AVAILABLE RECORDS:
****

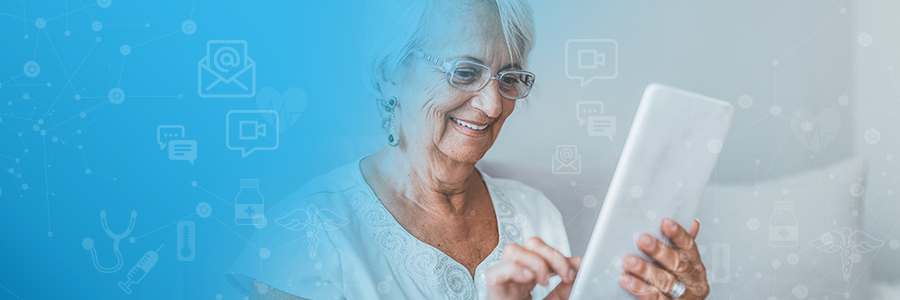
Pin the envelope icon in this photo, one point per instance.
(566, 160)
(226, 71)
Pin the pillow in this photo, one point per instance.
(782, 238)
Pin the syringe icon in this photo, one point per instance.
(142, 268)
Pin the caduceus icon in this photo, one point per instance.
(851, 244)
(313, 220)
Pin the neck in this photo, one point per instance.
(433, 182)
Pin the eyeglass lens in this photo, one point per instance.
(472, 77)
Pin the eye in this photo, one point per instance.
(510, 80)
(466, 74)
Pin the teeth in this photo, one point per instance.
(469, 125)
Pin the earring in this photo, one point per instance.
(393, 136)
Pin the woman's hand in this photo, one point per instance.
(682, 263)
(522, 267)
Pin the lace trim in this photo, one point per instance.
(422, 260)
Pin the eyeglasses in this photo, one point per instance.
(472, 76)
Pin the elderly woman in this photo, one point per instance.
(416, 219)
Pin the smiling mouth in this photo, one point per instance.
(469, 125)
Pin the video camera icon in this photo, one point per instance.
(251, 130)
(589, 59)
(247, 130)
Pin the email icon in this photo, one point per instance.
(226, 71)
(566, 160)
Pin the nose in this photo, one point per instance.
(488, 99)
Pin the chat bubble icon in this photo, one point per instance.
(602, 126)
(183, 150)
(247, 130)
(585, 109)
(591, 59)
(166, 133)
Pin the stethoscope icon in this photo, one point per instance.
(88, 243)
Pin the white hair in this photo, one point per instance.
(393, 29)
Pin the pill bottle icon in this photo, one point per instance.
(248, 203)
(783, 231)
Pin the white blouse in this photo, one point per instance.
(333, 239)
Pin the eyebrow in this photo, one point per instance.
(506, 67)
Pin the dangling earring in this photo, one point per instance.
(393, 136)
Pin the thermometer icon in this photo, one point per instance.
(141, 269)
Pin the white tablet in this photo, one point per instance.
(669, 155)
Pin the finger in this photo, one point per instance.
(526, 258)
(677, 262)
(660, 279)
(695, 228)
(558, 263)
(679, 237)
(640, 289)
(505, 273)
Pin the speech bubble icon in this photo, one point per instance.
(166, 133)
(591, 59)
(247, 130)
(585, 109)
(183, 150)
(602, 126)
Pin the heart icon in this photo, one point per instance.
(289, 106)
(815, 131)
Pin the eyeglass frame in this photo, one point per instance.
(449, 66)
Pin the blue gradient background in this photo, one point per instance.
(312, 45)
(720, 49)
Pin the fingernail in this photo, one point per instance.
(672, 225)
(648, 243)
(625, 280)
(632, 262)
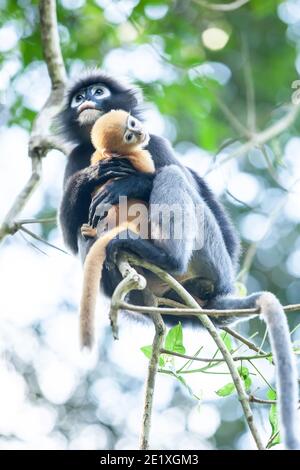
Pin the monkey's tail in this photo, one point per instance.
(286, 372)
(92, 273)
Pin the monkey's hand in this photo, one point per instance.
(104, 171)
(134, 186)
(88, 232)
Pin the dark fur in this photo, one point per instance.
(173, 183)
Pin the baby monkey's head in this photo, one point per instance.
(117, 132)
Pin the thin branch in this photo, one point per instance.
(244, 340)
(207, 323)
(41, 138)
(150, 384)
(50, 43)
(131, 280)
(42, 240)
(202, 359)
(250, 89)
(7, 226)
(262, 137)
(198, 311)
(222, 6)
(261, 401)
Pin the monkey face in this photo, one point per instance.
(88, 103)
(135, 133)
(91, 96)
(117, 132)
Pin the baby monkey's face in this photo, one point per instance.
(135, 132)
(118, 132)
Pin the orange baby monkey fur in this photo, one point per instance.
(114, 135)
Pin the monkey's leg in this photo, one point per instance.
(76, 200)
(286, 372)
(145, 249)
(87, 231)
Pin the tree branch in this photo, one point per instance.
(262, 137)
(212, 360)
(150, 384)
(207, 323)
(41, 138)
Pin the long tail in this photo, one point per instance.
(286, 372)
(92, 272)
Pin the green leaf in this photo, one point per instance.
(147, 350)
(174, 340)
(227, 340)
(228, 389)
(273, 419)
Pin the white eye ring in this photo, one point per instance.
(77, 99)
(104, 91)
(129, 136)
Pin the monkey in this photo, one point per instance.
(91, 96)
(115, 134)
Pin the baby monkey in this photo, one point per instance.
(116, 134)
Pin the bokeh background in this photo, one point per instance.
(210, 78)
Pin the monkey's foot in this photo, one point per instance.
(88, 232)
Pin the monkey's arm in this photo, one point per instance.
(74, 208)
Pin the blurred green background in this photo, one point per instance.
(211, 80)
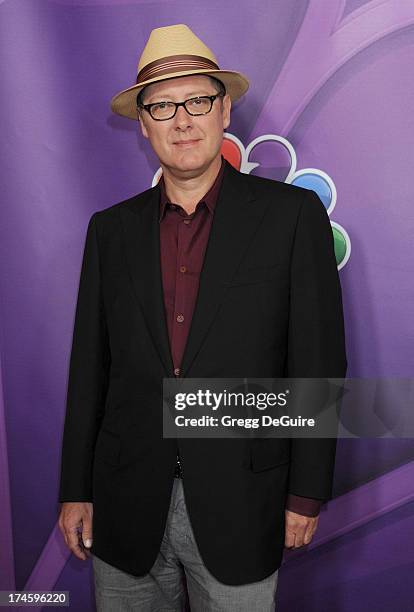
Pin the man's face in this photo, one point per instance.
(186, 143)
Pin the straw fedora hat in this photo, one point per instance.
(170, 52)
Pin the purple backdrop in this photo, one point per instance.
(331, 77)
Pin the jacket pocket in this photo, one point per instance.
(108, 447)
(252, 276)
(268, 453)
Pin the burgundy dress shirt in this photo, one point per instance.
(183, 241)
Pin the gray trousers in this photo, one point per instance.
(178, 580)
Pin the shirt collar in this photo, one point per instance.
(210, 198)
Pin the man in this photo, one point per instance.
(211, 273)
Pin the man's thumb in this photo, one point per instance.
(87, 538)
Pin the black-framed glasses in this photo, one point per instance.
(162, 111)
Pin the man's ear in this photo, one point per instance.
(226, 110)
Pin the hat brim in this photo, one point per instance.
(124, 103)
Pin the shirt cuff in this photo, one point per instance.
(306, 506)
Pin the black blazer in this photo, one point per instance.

****

BRIEF:
Please retype, exactly and with the pictures left out, the lines from the line containing "Pin the long" through the last line of the records above.

RESPONSE TO THIS TASK:
Pin the long tail in this photo, one point per instance.
(286, 372)
(92, 272)
Pin the green leaf in this photo, one point per instance.
(147, 350)
(174, 340)
(227, 340)
(228, 389)
(273, 419)
Pin the white eye ring in this photo, one point per instance.
(77, 99)
(104, 91)
(129, 136)
Pin the monkey in this photo, one point per instance.
(91, 96)
(115, 134)
Pin the baby monkey in this photo, one point per instance.
(116, 134)
Pin the bokeh background in this photo, one point per instance.
(210, 78)
Pin the monkey's foot in this photo, one point per instance.
(88, 232)
Pin the monkey's arm in this photo, one point per instance.
(74, 208)
Pin the blurred green background in this photo, one point per instance.
(211, 80)
Pin the man's face in this photo, one point per instance.
(186, 143)
Pin the straw fedora hat in this photo, one point per instance.
(170, 52)
Pin the purple backdrop in this photo, one point per instance.
(331, 77)
Pin the jacket pocket in this photo, one point per instance.
(108, 447)
(252, 276)
(268, 453)
Pin the burgundy dress shirt in this photo, one point per instance.
(183, 241)
Pin the gray trousers in this photo, one point per instance.
(178, 580)
Pin the shirt collar in this photo, one point per instance.
(210, 198)
Pin the man in this photo, one point per instance.
(211, 273)
Pin the man's thumb in this photo, one point per instance.
(87, 538)
Pin the black-framed glasses in this photo, one point per instance.
(162, 111)
Pin the man's ear in this photo, one point per instance.
(226, 110)
Pin the hat brim in this photo, one point per instance.
(124, 103)
Pin the shirt cuff in this photo, one point per instance.
(306, 506)
Pin the black blazer in this photo, one point per instance.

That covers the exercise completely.